**Saved entries**
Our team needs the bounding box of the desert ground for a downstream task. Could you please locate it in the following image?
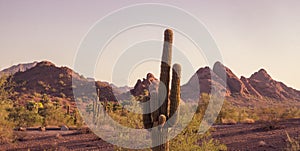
[1,118,299,151]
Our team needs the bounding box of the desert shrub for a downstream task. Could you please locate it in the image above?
[170,94,226,150]
[257,107,282,130]
[0,76,17,143]
[7,105,43,127]
[59,80,66,86]
[0,102,14,144]
[60,92,66,98]
[259,107,279,121]
[280,107,300,119]
[33,92,42,98]
[256,107,300,122]
[113,94,226,150]
[72,109,84,127]
[108,100,143,129]
[38,98,76,127]
[170,111,227,151]
[38,80,47,88]
[7,94,80,128]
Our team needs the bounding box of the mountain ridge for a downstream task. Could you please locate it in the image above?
[0,61,38,76]
[7,61,117,108]
[2,61,300,107]
[181,62,300,102]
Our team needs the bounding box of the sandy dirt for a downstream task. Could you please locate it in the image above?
[211,118,300,151]
[1,118,299,151]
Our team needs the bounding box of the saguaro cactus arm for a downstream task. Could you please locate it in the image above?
[168,64,181,127]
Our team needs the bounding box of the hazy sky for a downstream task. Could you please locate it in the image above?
[1,0,300,89]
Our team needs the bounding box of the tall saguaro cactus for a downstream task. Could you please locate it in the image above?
[142,29,181,151]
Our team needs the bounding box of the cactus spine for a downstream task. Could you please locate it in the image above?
[142,29,181,151]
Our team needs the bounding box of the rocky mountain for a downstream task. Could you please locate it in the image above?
[130,61,300,104]
[181,62,300,102]
[11,61,117,104]
[181,66,229,101]
[248,69,300,101]
[5,60,300,107]
[0,61,38,76]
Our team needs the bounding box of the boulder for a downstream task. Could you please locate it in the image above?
[39,126,46,131]
[60,125,69,131]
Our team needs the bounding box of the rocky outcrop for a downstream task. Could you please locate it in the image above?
[240,76,262,98]
[248,69,300,101]
[130,73,158,96]
[181,66,230,101]
[12,61,117,102]
[213,62,249,95]
[95,81,117,101]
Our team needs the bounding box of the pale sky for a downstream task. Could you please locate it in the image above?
[1,0,300,89]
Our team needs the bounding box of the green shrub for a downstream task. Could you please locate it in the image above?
[0,102,14,144]
[37,99,76,127]
[7,106,43,127]
[0,76,16,143]
[170,113,227,151]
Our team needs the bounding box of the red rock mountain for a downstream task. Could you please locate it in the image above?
[181,62,300,102]
[181,66,229,102]
[129,61,300,103]
[3,61,300,104]
[213,62,249,95]
[248,69,300,101]
[10,61,117,102]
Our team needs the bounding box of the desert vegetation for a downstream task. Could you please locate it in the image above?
[0,73,299,150]
[0,76,15,144]
[0,75,82,144]
[82,95,226,151]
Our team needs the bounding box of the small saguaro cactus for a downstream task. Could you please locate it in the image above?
[92,87,109,125]
[66,105,70,115]
[92,88,102,124]
[142,29,181,151]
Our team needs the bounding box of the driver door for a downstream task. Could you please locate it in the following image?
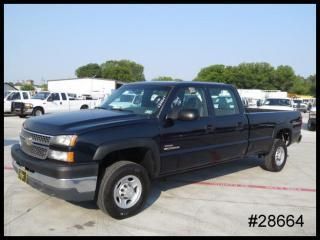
[159,86,213,174]
[46,93,62,114]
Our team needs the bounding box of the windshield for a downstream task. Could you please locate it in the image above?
[293,100,302,103]
[263,99,291,106]
[99,84,171,116]
[32,92,50,100]
[6,92,21,100]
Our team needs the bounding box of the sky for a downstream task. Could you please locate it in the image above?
[4,4,316,84]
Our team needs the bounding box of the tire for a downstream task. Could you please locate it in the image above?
[307,120,316,131]
[80,105,88,110]
[262,139,287,172]
[32,108,44,116]
[96,161,150,219]
[19,114,26,118]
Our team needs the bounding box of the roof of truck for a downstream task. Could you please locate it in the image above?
[126,81,231,87]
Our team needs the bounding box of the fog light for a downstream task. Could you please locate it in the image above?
[48,150,74,163]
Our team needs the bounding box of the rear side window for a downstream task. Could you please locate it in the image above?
[22,92,29,99]
[208,88,240,116]
[61,93,67,100]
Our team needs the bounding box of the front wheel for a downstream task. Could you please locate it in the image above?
[262,139,287,172]
[96,161,150,219]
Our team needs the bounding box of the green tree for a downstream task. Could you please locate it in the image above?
[100,60,145,82]
[305,74,316,96]
[152,76,174,81]
[75,63,101,78]
[40,84,48,91]
[20,84,35,91]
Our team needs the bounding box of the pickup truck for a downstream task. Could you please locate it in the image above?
[11,82,302,219]
[12,91,99,117]
[307,102,316,131]
[4,91,32,113]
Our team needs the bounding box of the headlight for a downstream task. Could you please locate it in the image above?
[48,150,74,162]
[24,103,33,108]
[50,135,77,147]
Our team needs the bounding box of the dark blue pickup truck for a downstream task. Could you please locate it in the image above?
[11,81,302,219]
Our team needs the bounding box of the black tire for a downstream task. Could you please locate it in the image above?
[19,114,26,118]
[32,107,44,116]
[80,105,88,109]
[262,139,287,172]
[96,161,150,219]
[307,120,316,131]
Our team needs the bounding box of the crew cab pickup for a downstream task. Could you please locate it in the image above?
[4,91,32,113]
[12,91,99,117]
[11,82,302,219]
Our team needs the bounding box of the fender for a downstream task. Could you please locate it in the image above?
[93,138,161,178]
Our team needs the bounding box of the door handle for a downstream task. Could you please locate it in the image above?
[60,102,62,105]
[206,124,215,131]
[236,122,244,130]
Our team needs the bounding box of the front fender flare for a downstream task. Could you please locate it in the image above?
[93,138,160,178]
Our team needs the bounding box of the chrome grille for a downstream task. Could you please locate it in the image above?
[20,128,51,145]
[20,128,52,159]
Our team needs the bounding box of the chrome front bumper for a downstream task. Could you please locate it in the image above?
[12,159,98,201]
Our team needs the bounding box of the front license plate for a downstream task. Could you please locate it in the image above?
[18,169,27,183]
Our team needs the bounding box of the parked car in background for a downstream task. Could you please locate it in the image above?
[11,91,99,117]
[4,91,32,113]
[257,98,294,111]
[292,99,308,113]
[307,102,316,131]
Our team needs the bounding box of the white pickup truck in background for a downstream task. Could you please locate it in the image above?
[4,91,33,113]
[12,91,100,117]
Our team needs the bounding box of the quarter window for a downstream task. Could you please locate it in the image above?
[208,88,239,116]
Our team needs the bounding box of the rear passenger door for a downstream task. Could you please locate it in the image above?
[207,86,249,162]
[60,93,70,112]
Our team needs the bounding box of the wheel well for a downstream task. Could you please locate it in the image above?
[94,147,154,200]
[80,105,88,109]
[276,128,291,146]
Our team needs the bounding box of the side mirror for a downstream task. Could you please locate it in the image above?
[257,101,262,107]
[178,109,200,121]
[47,97,53,102]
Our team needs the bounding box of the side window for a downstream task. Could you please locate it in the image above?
[61,93,67,100]
[22,92,29,99]
[208,88,239,116]
[52,93,60,101]
[170,87,208,117]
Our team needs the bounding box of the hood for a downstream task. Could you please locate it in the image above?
[23,109,147,135]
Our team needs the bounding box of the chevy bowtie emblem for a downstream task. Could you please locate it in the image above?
[25,137,33,146]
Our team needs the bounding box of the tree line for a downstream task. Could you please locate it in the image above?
[75,60,316,96]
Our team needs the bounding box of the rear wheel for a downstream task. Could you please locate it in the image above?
[262,139,287,172]
[19,114,26,118]
[80,105,88,109]
[96,161,150,219]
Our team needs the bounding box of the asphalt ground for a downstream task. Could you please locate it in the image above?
[3,113,316,236]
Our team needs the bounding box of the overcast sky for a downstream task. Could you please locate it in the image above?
[4,4,316,84]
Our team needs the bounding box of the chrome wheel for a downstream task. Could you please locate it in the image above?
[113,175,142,209]
[275,146,285,166]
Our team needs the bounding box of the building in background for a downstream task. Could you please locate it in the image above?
[237,89,288,106]
[47,78,124,100]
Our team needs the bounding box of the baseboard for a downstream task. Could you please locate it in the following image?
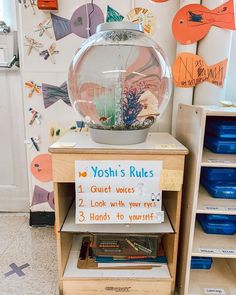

**Task statement**
Without including any picture, restate every entry above exactly.

**Task response**
Our team needs the bounding box of the desert ground for a downstream task. Could you please locate it in the following image?
[1,118,299,151]
Our team needs the bounding box of the desert shrub for a downstream task. Could you please locate it in the image above?
[170,94,226,150]
[257,107,282,130]
[0,76,17,143]
[7,105,43,127]
[59,80,66,86]
[0,102,14,144]
[60,92,66,98]
[259,107,279,121]
[280,107,300,119]
[33,92,42,98]
[256,107,300,122]
[113,94,226,150]
[72,109,84,127]
[108,100,143,129]
[38,98,76,127]
[170,111,227,151]
[38,80,47,88]
[7,94,80,128]
Our team needs the bounding box of the mountain ridge for a downstream task. Could you please locate it in the image above?
[0,61,38,76]
[7,61,117,108]
[2,61,300,107]
[181,62,300,102]
Our team needs the bounding box of the sandy dirt for a downstream task. Could you please locate it in the image above?
[211,118,300,151]
[1,118,299,151]
Our team needs the bounding box of the saguaro cactus arm for a downstream task. Could you please locate it in the image above?
[168,64,181,127]
Our team needs the bounding box of the hazy sky for a downstream task. Could you please locate it in the image above?
[1,0,300,89]
Our team needs the bounding box of the tall saguaro cactus for a downstream task. Could you please locate it in the image above?
[142,29,181,151]
Our team needs the bounding box of the cactus spine for a downstream task. Could you please locate it in the image above?
[142,29,181,151]
Our team needs the bounding box of the rocky mountain for a downstream task. Could you please locate it in the image above?
[130,61,300,104]
[181,62,300,102]
[11,61,117,104]
[181,66,229,101]
[248,69,300,101]
[5,60,300,107]
[0,61,38,76]
Our team needs the bounding box of the boulder for a downstream task. Could you please locate it in the image above?
[39,126,46,131]
[60,125,69,131]
Our team needs the bounding box of the rocky outcrop for a downstream task. Could you please locate it in the image above?
[240,76,262,98]
[248,69,300,101]
[130,73,158,96]
[181,66,230,101]
[12,61,117,102]
[213,62,249,95]
[95,81,117,101]
Our team needs the bounding box of the pale sky for a downstream task. Could you please locate it in the image above?
[1,0,300,89]
Our team needs the bounding box of the green shrub for a downstream task. Could you please locate it in the image above?
[0,102,14,144]
[37,99,76,127]
[7,106,43,127]
[0,76,16,143]
[170,113,227,151]
Our team needs the bounding box of the red rock mountain for a downstream task. Could you please locate it in the image above?
[181,62,300,102]
[181,66,229,102]
[129,61,300,103]
[3,61,300,104]
[213,62,249,95]
[248,69,300,101]
[10,61,117,102]
Our team needs the bounding box of the desert vegetation for a downstream task. Could you please locate it in the image above?
[0,73,299,150]
[0,76,15,144]
[0,75,82,144]
[82,95,226,151]
Our team needs the bounding box of the small saguaro cactus for a downstream task. Could you please locate it in the image above?
[92,87,109,125]
[66,105,70,115]
[92,88,102,124]
[142,29,181,151]
Our team needs the bounding box of the driver door for a downstream task. Could you please locate it in the following image?
[159,86,213,174]
[46,93,62,114]
Our team needs the bounding box of the windshield for a downstream task. Could you please locate it in the image above?
[293,100,302,103]
[263,99,291,106]
[99,84,171,116]
[32,92,50,100]
[6,92,21,100]
Our team needs the bounding box of the sky for a downstream task. Could you please locate it in the image above?
[4,4,316,84]
Our team needs the bounding box of the tire for a downstream task. Could you please locate it in the image above?
[307,120,316,131]
[80,105,88,110]
[262,139,287,172]
[32,108,44,116]
[96,161,150,219]
[19,114,26,118]
Our team needs the bounding box of the roof of truck for a downstream task. Could you please locate it in the image above?
[126,81,231,87]
Our team needs the bounding box of the fog light for a downstream task. Could you please locate it in the image above?
[48,150,74,163]
Our team needs the bounding box of the rear side window for a downstream task. Could you please locate it in the image above?
[22,92,29,99]
[208,88,240,116]
[61,93,67,100]
Our team needs the bounding box of the front wheel for a downstream task. Could you please locate it in the image above?
[262,139,287,172]
[96,161,150,219]
Our team needs the bounding box of the green tree for a downstream task. Could you please locate it in the image above?
[100,60,145,82]
[305,74,316,96]
[152,76,174,81]
[75,63,101,78]
[40,84,48,91]
[20,84,35,91]
Our team needs the bounding box of the pickup truck for a downstream task. Could you please locate it in the image above?
[11,82,302,219]
[12,91,99,117]
[307,102,316,131]
[4,91,32,113]
Our team needs the bounding box of the headlight for a downstream task. Could you please locate it in the image above?
[48,150,74,162]
[24,103,33,108]
[50,135,77,147]
Our team needs the bounding box of the dark blue pickup truck for a downstream task. Could you please locate it in the image above?
[11,81,302,219]
Our team needs the bounding box of the black tire for a downstream task. Could you please locate it in the image above?
[19,114,26,118]
[32,107,44,116]
[80,105,88,109]
[262,139,287,172]
[96,161,150,219]
[307,120,316,131]
Our team needs the bounding box of the crew cab pickup for a downstream task. Could you please locate it in the image above?
[4,91,32,113]
[12,91,99,117]
[11,82,302,219]
Our team needs the bounding box of the fender for a downstream task. Could you please locate it in the image above?
[93,138,161,178]
Our team needs the bounding box of the door handle for a downstream task. Could you please locate it in the image above?
[60,102,62,105]
[206,124,215,131]
[236,122,244,130]
Our team needs the bounding box of the front fender flare for a downstream task. Could you please locate it in the image above?
[93,138,160,178]
Our team needs the bounding box of the chrome grille for a downstream task. Could you please locate it in the image above?
[20,128,51,145]
[20,128,52,159]
Our team needs the bounding box of the chrome front bumper for a downstream task. Could you please locate it in the image above?
[12,159,98,201]
Our team needs the bounding box of the front license plate for a downstream task. Could you please locate it in the image above?
[18,169,27,183]
Our team needs the bounding box of the parked car in background for a downstream task. Could you please locate it in the image above?
[11,91,99,117]
[4,91,32,113]
[257,98,294,111]
[292,99,308,113]
[307,102,316,131]
Our team needs the bounding box of the white pickup truck in background for a downstream task. Could you please locate it in the image above?
[4,91,33,113]
[12,91,100,117]
Our team needs the bounding box of the quarter window for a downstream task. Could you please locate it in the image above?
[208,88,239,116]
Our team needs the bounding box of the rear passenger door for a downstream task. Could you please locate it in the image above?
[207,86,249,162]
[60,93,70,112]
Our team needs the bounding box of the wheel well for a downstream task. Could you please locate it in the image above?
[94,147,154,200]
[80,105,88,109]
[276,128,291,146]
Our team needs the bounding box of the side mirror for a downstream task. Could you please locate it in the image above?
[257,101,262,107]
[178,109,200,121]
[47,97,53,102]
Our team needs the bounding box of the side window for a downstream task. Could you please locate it in the image above?
[61,93,67,100]
[22,92,29,99]
[208,88,239,116]
[52,93,60,101]
[170,87,208,117]
Our team needs the bounding box of the hood for a downstream task. Could you please locate it in the image above?
[23,109,147,135]
Our team needs the bounding box of the chevy bowtie emblem for a downstream task. Could you please locate it in the image above?
[25,137,33,146]
Our team needs the bounding box of the tree line for a downstream task. Could you please locate it in the image above?
[75,60,316,96]
Our team needs the bounding box of the rear wheel for a downstream task. Could you please locate it in the image above?
[262,139,287,172]
[19,114,26,118]
[80,105,88,109]
[96,161,150,219]
Our team needs the bounding box of the asphalt ground for a downstream task. Could you please locate it in the image above?
[3,113,316,236]
Our team needs the bounding box of the overcast sky for a downstream task. Could you please locate it in the image above?
[4,4,316,84]
Our team needs the bounding box of the chrome wheel for a downstream task. Could you please locate it in the image above?
[113,175,142,209]
[275,146,285,166]
Our team needs the bounding box of the building in background for a downstream task. Could you please locate it in the image above?
[237,89,288,106]
[47,78,124,100]
Our team needs the bounding box of the baseboard for a downstream task. Could you please locate it in the following image?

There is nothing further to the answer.